* **Point localization data**:
--

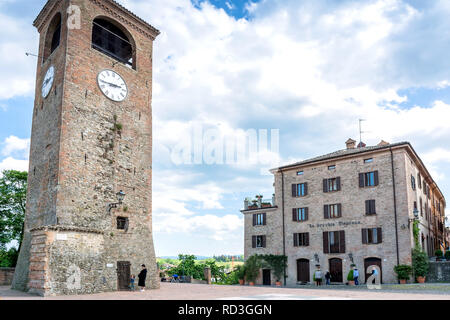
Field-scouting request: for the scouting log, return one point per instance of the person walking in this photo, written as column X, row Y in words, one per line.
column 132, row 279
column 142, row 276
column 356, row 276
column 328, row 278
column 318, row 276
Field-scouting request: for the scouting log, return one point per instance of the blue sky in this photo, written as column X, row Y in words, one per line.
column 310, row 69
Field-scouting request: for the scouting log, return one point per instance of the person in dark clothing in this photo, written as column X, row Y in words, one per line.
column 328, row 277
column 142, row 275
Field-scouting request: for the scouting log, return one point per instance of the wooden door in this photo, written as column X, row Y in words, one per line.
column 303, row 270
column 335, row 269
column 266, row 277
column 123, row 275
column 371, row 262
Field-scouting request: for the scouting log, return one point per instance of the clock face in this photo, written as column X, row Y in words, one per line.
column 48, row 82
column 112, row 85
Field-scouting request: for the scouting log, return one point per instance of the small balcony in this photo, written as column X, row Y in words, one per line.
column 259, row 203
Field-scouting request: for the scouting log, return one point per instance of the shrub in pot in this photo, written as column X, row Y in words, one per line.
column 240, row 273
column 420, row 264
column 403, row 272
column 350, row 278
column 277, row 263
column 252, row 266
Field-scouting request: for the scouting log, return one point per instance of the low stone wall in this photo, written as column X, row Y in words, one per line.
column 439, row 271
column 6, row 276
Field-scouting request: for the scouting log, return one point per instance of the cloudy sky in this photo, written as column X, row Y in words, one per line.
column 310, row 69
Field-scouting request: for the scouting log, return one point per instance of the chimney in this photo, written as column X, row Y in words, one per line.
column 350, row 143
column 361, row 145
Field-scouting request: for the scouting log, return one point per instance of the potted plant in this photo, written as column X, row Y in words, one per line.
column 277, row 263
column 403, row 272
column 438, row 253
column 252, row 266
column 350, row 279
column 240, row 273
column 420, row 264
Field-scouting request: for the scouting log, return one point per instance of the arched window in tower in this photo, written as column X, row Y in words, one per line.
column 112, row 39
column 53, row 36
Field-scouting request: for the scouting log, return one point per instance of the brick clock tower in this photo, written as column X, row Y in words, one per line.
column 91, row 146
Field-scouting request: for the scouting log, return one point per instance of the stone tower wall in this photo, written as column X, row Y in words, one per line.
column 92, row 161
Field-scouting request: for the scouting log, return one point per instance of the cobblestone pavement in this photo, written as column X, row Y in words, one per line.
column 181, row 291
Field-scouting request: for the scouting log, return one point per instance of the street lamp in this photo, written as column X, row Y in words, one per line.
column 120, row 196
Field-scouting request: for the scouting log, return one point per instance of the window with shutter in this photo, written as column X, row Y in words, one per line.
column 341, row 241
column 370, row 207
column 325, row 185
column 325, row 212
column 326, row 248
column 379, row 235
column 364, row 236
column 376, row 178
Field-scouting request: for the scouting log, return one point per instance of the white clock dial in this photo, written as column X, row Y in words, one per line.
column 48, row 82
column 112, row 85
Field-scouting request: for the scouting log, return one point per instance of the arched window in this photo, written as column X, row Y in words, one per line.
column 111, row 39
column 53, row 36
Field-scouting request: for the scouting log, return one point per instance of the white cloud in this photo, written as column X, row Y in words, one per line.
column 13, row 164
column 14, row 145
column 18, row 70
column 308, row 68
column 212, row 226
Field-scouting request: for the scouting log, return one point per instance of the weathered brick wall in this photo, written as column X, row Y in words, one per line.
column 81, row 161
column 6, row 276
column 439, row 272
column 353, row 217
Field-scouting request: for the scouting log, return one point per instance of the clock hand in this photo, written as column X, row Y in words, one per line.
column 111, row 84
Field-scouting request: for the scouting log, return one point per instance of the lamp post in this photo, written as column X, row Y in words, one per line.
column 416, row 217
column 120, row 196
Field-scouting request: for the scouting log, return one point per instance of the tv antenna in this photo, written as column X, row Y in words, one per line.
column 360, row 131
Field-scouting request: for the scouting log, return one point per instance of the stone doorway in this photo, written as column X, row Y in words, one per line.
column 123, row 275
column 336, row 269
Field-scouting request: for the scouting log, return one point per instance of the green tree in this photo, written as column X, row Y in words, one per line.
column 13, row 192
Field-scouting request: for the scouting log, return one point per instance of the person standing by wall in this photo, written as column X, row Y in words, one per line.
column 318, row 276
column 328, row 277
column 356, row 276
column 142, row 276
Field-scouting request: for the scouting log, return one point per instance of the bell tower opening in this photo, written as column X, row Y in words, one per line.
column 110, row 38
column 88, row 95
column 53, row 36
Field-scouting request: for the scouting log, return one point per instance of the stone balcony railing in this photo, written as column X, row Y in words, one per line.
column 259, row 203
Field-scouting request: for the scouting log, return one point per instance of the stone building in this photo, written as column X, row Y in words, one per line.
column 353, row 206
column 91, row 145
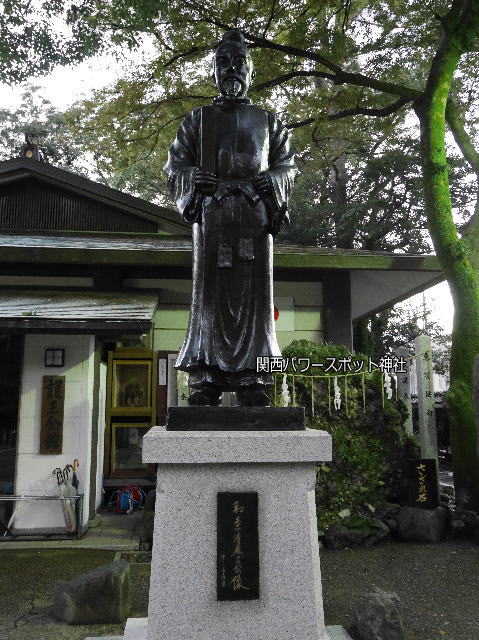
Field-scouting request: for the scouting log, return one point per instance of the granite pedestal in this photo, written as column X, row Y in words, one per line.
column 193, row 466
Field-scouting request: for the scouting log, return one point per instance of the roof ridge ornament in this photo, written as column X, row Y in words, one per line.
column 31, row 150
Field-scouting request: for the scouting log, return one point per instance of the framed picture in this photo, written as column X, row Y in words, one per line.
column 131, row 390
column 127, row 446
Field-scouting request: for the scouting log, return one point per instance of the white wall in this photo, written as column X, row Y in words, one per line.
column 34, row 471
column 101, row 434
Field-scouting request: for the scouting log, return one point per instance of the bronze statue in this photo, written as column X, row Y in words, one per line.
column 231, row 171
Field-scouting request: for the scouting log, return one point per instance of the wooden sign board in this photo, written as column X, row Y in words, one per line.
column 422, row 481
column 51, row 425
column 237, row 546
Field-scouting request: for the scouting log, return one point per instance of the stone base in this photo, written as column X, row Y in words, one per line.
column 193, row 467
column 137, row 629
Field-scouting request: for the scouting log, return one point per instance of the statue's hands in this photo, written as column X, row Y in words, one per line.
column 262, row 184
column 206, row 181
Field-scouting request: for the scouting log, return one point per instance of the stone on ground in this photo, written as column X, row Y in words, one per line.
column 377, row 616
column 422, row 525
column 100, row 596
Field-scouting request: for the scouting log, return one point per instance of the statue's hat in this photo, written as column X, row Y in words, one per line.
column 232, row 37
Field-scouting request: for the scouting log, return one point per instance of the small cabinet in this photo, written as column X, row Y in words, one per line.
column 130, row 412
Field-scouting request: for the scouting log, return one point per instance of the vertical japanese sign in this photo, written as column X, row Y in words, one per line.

--

* **WORK REQUIRED**: Any picture in the data is to be skipped, while each line is returned exactly as written.

* **RESPONSE TO THE EXERCISE**:
Field-scouting request: for the scouting log, return one point per instance of the person walking in this photo, written as column X, row Y in words, one per line.
column 132, row 279
column 142, row 276
column 356, row 276
column 328, row 278
column 318, row 276
Field-scouting request: for the scouting log, return one point per instance of the blue sky in this photo, written as column X, row Y in words, one per line.
column 310, row 69
Field-scouting request: for the scouting log, return one point per instance of the person in dark clothing in this photo, written as column X, row Y in words, one per line.
column 328, row 277
column 142, row 275
Field-scouting request: for the scouting log, return one point per instance of the wooden door in this photo, written as column X, row Y in words, one per line.
column 303, row 270
column 335, row 269
column 266, row 277
column 123, row 275
column 371, row 262
Field-scouting request: for the scouting log, return one point per instance of the clock face in this photo, written as column X, row Y in words, one per line.
column 48, row 82
column 112, row 85
Field-scouting request: for the scouting log, return one point per instance of the small balcony in this photo, written as column X, row Y in words, one per line.
column 259, row 203
Field-scouting request: for the scouting log, return one point per instance of the shrub in pot in this photo, written as column X, row Y in words, one per line.
column 240, row 273
column 420, row 264
column 403, row 272
column 350, row 278
column 277, row 263
column 252, row 266
Field-scouting request: for the scouting log, return one point per instance of the low stone wall in this photo, written as column X, row Y in words, one per line.
column 439, row 271
column 6, row 276
Field-scouting request: for the scouting log, return one point per instance of the cloudy sky in this photo, written as column X, row Y in words, one per line.
column 310, row 69
Field-scouting request: for the scouting log, return one point per instance of the chimney in this photo, written as column X, row Y in words, one per line.
column 350, row 143
column 361, row 145
Field-scouting request: for the scouting log, return one point per instance of the potted plant in this photo, written as column X, row Y in words, one per line.
column 277, row 263
column 403, row 272
column 438, row 253
column 252, row 266
column 350, row 279
column 240, row 273
column 420, row 264
Field-scouting request: for the scouting log, return one point per instance of the arched window in tower in this photo, written as column X, row Y in words, one per line.
column 112, row 39
column 53, row 36
Field-scouting request: for the scouting log, return one point per instance of the brick clock tower in this photo, written as column X, row Y in words, one per line.
column 91, row 146
Field-scouting request: for the scouting log, return one point per instance of the stone tower wall in this photo, written as column X, row Y in words, one per line.
column 92, row 161
Field-scouting request: for the scouting log, return one point per instance of the cobblestone pavement in this photo, written as column X, row Y in words, one per line.
column 181, row 291
Field-scouting request: for the scouting log, return one point per instance of the street lamp in this photo, written as column X, row Y in words, one per line.
column 120, row 196
Field-scouting request: for the scouting log, return one point per instance of the window with shutter in this photo, written as column X, row Y in words, one per line.
column 341, row 241
column 370, row 207
column 325, row 185
column 325, row 212
column 326, row 248
column 379, row 235
column 364, row 236
column 376, row 178
Field-scouting request: for the scouting log, return one point per instance of the white clock dial in this photo, written as column X, row Y in words, one per line.
column 48, row 82
column 112, row 85
Field-scouting request: for the scouting log, return one point per instance of the arched window in this photo, written as column X, row Y in words, one per line.
column 111, row 39
column 53, row 36
Field-scouting request: for the scouting log, return one point per instance of the white cloud in this photo, written as column X, row Y in words, one per line.
column 13, row 164
column 14, row 145
column 18, row 70
column 308, row 68
column 212, row 226
Field-scouting request: for the scouting log, return one point per instance of the weathered brick wall in this photo, written as column X, row Y in words, one per line.
column 81, row 161
column 6, row 276
column 439, row 272
column 353, row 217
Field-scouting request: for the scouting log, return one point per instance of the clock hand in this photo, written as column X, row Y in words, one per line.
column 111, row 84
Field-scouting request: for the scouting log, return one point per instance of the lamp post in this photo, written as column X, row Y in words, one per line.
column 416, row 217
column 120, row 196
Field-scouting request: for the scouting log, return one point per instance of the tv antenna in this photo, written as column X, row Y in words, one per line.
column 360, row 131
Field-scouting request: for the scouting log, return one point per instance of the stone doorway in this photo, written as column X, row Y in words, one per line.
column 123, row 275
column 336, row 269
Field-scouting request: for the scouting log, return one point per instance of the green tree in this photo, written as column X, row Y in words, one per line.
column 13, row 192
Field-scouting request: for the scouting log, return one point per instance of the person standing by wall in this photo, written as column X, row Y in words, one per line.
column 318, row 276
column 328, row 277
column 356, row 276
column 142, row 276
Field-scouting request: for the scouting log, return one point per instance of the bell tower opening in this photo, written as column X, row Y in words, one per line.
column 110, row 38
column 88, row 95
column 53, row 36
Field-scouting request: for the scouting log, return one point per instance of the stone balcony railing in this photo, written as column X, row Y in words, one per line.
column 259, row 203
Field-scouting request: for the scouting log, return one point per instance of the stone building in this photo, written as column X, row Y in words, one per line.
column 353, row 206
column 91, row 145
Field-scouting request: for the scouting log, return one point per instance of the granite pedestal in this photo, written as column X, row Y in words, one per line.
column 193, row 466
Field-scouting request: for the scouting log, return one point per instance of the roof ridge ornament in this photo, written as column X, row Y in words, one per line.
column 31, row 150
Field-scouting request: for the scouting log, return one point per instance of the framed picture in this photo, written as column X, row Y in words, one per line.
column 131, row 390
column 127, row 446
Field-scouting request: for the scouting log, return one point per instance of the white wall in this photo, written as column X, row Y in words, one per line.
column 34, row 471
column 101, row 434
Field-scouting request: for the scouting log, return one point per instance of the bronze statue in this photo, written as column X, row Y in words, one per line.
column 231, row 171
Field-scouting request: for the scouting log, return one point per instance of the wooden sign board in this photo, written as column X, row Y in words, one per line.
column 422, row 481
column 51, row 425
column 237, row 546
Field-scouting request: for the scouting log, return one point per instance of the stone base in this photo, written as column X, row Y in words, one per line.
column 193, row 467
column 137, row 629
Field-scouting request: for the scouting log, return one point per instance of the statue's hands in this photo, written as column X, row Y in words, one per line.
column 262, row 184
column 206, row 181
Field-scouting request: for the scouting log, return one point per instance of the stone on ground in this photo, written as column X, row Y in words, one per line.
column 377, row 616
column 422, row 525
column 100, row 596
Field-scouting request: for the scouting log, return one point per instance of the statue's hat in this photo, written as column X, row Y in words, one per line.
column 232, row 37
Field-scouting request: for the scouting log, return one point per instance of the small cabinet in this photo, written as column X, row Y in words, one per line.
column 130, row 412
Field-scouting request: for the scouting log, return one point per instance of the vertical japanese sign in this photo, written as column X, row Y in words, one per line.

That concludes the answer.